Why shouldn’t employers promote women because they’re married and have kids because aren’t they as stable as their male partners? Why shouldn’t men stay at home and women work? If given the choice (and a willing partner) most women would choose to work rather than stay at home and look after the kids, especially if their income is equal to or higher than her male partner. Income inequality is what’s keeping women at home, because the couple knows that she’s going to earn less for the same job, so she begrudgingly resigns herself to that fate.
Also, how can a male be worth more than a genderless counterpart? That argument makes no sense. Your math is f-ed or you’re saying that men are worth more than women.
It’s not feminism that we need, it’s income equality.
People are going to call me a feminist based on this comment, but I’m not.
See I think you inferred incorrectly from my comment.
I never stated that women should stay home and look after the kids. If they want to stay in the work force, and leave the husband at home to look after the kids, so be it, and they should receive appropriate compensation just like their male counterparts. I never stated otherwise. I merely stated that the current state of affairs is that most women still currently stay at home as opposed to the husband. Hell, if I was married with kids and my wife wanted to work, I’d be more than willing to stay at home if need be.
If women stay at home because they don’t feel they can make the same amount of money, that’s not the employers fault, that’s the women/couple’s fault. They never tried, they’re just as much a cause in this situation. If they went back to work and weren’t compensated equally, I would be backing them for equality. And if they deserve a raise or a promotion, they should get it.
Lastly, I’ve already stated why their male counter parts may be worth more to the company. Current experience. And that’s the only potential divider I stated. If a woman has more experience than a man, she should be entitled to a higher salary. Experience has value, just like education.
Stop looking at the situation as women vs men. Start looking at the situation as Person A vs Person B. Compare employee values, if they’re equal in value regardless of gender, they deserve equal pay (assuming they work in the same position at the same company).
I’m not saying that some cases are not solely based on gender, but you can’t always just assume. Give en employer the benefit of the doubt first before you start calling names.
How about we just treat everyone equally without considering gender?
It’s not person a vs person b when you a massive population based study and find that women earn 40-25% less. That’s sexism right there. This is what your argument boils down to (using tobacco smoking as an example):
“don’t look at it from the point of view of smokers getting lung cancer. Maybe Bob had genetic risk factors for getting lung cancer that Karl didn’t. The fact that Bob smoked and Karl didn’t doesn’t play a role in them getting/not getting lung cancer. You shouldn’t look at the big picture that smokers get lung cancer at a 10 fold rate compared to non-smokers but break it down into Bob vs Karl situations”.
See that sounds pretty stupid doesn’t it?
Your counter argument is about as silly as the tobacco lobby’s argument that smoking doesn’t cause lung cancer.
And no you didn’t say why men are worth more than their female counterparts, you just said there’s institutional discrimination favouring married men over their unmarried male counterparts.
Your argument that women earn less because most of them chose to stay at home might hold true if their hourly rates were the same between genders but its not. If two people are doing the same job, have the same skill set why don’t they earn the same amount? If they’re of different genders the female will earn anywhere from 60-75% of the income the male will, across all professions. This is a repeatable phenomenon.
@wallabebe – I can’t agree with you more. Don’t look at gender, look at their skills and whether they are ones which can pay the bills.
Honestly I read your comment and to me it looks like we’re arguing for the same thing, so I think it boils down to a miscommunication, probably a fault on my behalf.
So I’m just going to leave it at that.

■ **TO DO**
- a) From the pay equality discussion, extract the passage starting at "Why shouldn’t employers" and ending at "from my comment.".
- b) Answer these questions using the pay equality discussion:
(i) According to the sentence beginning "It's not feminism that we need," what is needed instead?
(ii) What reason is given for why male counterparts may be worth more to the company?
(iii) What example is used to show what the opposing argument "boils down to"?

■ **GIVEN DATA**
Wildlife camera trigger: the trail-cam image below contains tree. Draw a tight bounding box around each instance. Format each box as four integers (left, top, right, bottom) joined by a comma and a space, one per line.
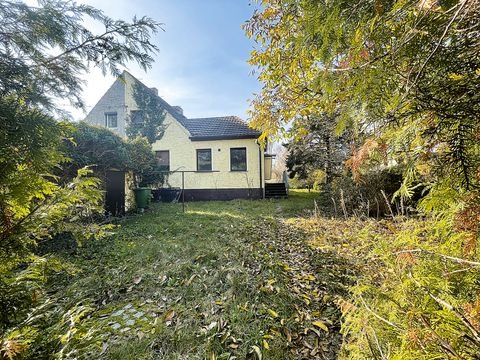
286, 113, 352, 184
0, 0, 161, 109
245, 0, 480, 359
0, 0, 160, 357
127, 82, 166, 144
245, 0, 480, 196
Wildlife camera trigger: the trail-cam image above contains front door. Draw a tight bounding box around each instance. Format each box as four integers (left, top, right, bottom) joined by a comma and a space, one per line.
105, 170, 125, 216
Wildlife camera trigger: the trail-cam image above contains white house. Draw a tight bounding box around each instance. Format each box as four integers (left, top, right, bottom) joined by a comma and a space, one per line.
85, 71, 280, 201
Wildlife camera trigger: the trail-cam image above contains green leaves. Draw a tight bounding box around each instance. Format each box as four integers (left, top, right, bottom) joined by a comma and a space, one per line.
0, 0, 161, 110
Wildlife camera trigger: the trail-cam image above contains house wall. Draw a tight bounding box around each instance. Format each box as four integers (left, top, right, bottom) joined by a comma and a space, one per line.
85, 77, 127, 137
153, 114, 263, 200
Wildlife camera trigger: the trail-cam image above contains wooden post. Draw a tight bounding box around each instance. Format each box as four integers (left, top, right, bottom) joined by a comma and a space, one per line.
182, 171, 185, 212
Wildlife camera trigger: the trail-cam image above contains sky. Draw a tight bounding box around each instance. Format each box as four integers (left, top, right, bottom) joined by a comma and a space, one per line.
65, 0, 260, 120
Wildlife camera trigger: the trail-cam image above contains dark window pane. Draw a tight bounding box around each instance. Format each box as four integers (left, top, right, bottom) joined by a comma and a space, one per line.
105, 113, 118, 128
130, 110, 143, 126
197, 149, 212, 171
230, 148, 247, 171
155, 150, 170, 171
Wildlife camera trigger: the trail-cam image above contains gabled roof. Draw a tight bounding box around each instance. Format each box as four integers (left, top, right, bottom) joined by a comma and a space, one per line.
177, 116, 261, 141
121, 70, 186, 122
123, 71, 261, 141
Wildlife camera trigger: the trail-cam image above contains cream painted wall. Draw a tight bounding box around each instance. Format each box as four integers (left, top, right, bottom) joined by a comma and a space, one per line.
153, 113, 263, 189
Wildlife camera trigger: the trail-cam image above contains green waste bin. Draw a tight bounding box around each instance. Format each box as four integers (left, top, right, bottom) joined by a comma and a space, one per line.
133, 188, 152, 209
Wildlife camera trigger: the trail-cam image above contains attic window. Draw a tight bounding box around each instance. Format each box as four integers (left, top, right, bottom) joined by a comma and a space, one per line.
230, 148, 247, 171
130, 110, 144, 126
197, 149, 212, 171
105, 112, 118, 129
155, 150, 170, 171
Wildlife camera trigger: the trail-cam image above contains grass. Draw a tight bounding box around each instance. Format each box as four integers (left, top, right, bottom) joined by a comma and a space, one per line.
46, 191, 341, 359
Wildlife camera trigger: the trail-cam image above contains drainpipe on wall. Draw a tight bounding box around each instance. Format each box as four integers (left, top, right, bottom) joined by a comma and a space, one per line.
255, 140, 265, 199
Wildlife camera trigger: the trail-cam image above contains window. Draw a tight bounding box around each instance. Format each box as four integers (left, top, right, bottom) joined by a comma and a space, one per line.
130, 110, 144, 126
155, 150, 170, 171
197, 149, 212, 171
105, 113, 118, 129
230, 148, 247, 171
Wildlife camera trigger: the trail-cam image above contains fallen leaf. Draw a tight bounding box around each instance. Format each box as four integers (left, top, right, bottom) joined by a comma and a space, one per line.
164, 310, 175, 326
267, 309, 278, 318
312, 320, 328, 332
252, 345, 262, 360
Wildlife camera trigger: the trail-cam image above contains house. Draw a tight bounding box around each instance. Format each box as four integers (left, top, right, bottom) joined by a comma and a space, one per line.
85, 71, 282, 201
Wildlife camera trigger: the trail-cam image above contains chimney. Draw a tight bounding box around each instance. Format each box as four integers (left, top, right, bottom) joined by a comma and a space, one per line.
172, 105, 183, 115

---

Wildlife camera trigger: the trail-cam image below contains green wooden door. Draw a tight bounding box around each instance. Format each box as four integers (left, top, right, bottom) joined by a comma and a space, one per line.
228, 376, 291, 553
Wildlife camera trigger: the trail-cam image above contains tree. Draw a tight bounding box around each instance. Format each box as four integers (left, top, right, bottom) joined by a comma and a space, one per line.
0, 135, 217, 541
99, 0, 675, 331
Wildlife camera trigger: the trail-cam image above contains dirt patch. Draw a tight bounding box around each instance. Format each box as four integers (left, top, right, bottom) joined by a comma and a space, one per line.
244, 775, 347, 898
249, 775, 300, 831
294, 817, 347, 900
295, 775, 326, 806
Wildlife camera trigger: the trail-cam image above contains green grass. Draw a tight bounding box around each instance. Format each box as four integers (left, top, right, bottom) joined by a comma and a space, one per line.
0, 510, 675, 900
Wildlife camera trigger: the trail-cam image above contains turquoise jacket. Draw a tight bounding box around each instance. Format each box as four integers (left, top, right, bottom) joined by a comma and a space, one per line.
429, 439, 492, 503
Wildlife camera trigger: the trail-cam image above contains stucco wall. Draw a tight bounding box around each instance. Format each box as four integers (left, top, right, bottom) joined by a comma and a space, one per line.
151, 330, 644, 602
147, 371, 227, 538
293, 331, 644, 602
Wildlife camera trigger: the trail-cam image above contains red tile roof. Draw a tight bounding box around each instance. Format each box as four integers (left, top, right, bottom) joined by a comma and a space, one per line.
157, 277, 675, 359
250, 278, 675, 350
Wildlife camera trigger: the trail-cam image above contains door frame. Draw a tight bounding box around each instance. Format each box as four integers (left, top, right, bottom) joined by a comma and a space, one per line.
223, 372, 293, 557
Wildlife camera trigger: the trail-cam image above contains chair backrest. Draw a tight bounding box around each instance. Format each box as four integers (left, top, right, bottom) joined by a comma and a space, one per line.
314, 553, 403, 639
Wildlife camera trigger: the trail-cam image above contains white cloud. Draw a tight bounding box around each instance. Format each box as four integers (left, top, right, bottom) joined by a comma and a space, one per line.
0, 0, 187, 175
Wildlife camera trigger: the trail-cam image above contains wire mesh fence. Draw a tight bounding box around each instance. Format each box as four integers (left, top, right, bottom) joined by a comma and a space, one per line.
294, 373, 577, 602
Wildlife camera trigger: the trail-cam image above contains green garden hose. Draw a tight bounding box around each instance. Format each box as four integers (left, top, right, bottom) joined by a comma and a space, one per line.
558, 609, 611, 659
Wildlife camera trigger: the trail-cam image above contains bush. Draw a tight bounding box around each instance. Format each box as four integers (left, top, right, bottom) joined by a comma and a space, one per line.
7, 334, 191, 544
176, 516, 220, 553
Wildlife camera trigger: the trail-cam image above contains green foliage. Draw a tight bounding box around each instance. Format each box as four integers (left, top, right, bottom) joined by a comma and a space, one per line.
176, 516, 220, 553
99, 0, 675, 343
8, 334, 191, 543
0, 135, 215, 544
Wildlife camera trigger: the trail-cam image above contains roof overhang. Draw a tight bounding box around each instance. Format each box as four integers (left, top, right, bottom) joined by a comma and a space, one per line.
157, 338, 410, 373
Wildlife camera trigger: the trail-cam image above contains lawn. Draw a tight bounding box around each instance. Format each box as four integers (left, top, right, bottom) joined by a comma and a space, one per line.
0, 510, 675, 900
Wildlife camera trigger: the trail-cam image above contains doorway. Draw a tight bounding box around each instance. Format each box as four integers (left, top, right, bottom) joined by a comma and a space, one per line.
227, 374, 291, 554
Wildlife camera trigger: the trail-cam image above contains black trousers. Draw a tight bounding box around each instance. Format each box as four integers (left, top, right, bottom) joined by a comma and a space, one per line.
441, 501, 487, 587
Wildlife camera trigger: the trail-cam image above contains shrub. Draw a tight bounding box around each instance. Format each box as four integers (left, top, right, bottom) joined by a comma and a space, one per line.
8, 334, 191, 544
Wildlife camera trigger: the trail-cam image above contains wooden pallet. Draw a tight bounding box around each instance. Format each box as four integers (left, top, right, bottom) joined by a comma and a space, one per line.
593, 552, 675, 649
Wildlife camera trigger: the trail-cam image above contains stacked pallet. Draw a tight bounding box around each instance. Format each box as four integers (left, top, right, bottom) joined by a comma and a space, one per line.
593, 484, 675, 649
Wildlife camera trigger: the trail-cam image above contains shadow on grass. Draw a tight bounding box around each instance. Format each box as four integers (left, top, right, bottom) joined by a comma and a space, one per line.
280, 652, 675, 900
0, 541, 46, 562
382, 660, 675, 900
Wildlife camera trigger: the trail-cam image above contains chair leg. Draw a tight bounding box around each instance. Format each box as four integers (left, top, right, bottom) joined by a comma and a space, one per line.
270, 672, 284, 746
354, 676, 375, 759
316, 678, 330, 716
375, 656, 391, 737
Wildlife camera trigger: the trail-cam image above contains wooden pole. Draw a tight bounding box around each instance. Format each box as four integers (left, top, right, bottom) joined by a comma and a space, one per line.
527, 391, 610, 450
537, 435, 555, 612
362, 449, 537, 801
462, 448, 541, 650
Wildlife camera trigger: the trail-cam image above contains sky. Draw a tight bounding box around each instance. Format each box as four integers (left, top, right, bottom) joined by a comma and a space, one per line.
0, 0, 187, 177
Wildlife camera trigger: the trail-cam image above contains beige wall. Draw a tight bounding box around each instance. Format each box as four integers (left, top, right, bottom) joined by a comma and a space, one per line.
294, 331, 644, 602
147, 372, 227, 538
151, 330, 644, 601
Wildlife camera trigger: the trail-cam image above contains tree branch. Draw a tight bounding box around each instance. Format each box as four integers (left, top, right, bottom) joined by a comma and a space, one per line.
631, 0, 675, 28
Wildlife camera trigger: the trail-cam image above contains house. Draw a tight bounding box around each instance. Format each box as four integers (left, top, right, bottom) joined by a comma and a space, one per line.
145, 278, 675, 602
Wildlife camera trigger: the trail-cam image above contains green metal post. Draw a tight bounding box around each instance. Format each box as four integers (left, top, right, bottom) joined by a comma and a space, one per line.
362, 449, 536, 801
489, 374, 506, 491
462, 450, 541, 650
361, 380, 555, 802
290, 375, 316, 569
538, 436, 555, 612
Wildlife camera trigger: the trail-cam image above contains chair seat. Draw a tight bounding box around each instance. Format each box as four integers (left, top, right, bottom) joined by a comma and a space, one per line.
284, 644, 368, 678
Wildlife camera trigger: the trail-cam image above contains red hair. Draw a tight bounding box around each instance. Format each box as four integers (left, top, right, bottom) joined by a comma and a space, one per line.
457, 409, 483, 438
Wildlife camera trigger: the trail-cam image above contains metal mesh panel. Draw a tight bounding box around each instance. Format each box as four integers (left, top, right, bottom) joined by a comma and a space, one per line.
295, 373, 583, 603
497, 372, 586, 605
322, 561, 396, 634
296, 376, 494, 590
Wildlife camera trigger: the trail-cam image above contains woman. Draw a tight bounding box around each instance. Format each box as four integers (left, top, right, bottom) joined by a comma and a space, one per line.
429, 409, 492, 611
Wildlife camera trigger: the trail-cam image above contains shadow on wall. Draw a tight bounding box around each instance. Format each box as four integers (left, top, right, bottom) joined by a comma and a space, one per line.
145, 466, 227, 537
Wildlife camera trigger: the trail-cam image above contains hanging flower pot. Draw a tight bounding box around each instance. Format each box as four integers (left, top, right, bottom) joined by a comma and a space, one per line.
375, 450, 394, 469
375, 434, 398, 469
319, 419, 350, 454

* * *

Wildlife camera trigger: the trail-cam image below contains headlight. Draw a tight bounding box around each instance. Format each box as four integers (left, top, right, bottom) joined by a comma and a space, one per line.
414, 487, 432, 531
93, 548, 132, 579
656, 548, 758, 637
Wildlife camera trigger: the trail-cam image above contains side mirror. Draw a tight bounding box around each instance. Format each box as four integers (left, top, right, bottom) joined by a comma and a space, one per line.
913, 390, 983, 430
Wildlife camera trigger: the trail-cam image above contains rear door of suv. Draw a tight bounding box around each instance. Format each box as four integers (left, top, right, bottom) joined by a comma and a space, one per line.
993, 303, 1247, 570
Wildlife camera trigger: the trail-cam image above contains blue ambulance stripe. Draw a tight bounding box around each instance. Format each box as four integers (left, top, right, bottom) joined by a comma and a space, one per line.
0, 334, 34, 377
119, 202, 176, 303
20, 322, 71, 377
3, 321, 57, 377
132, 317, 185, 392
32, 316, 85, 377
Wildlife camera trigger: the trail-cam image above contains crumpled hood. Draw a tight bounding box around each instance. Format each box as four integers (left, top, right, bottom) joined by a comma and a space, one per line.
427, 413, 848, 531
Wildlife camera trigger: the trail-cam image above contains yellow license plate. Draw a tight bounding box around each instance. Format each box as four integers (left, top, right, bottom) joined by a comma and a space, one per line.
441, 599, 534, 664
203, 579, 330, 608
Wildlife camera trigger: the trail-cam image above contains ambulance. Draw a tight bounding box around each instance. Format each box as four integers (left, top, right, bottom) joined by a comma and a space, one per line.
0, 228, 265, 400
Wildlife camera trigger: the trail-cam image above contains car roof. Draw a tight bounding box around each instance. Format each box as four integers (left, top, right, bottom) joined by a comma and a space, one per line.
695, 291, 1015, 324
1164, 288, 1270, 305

■ **ANSWER SECTION**
- a)
Why shouldn’t employers promote women because they’re married and have kids because aren’t they as stable as their male partners? Why shouldn’t men stay at home and women work? If given the choice (and a willing partner) most women would choose to work rather than stay at home and look after the kids, especially if their income is equal to or higher than her male partner. Income inequality is what’s keeping women at home, because the couple knows that she’s going to earn less for the same job, so she begrudgingly resigns herself to that fate.
Also, how can a male be worth more than a genderless counterpart? That argument makes no sense. Your math is f-ed or you’re saying that men are worth more than women.
It’s not feminism that we need, it’s income equality.
People are going to call me a feminist based on this comment, but I’m not.
See I think you inferred incorrectly from my comment.

- b)
(i) Income equality.
(ii) Current experience.
(iii) Tobacco smoking.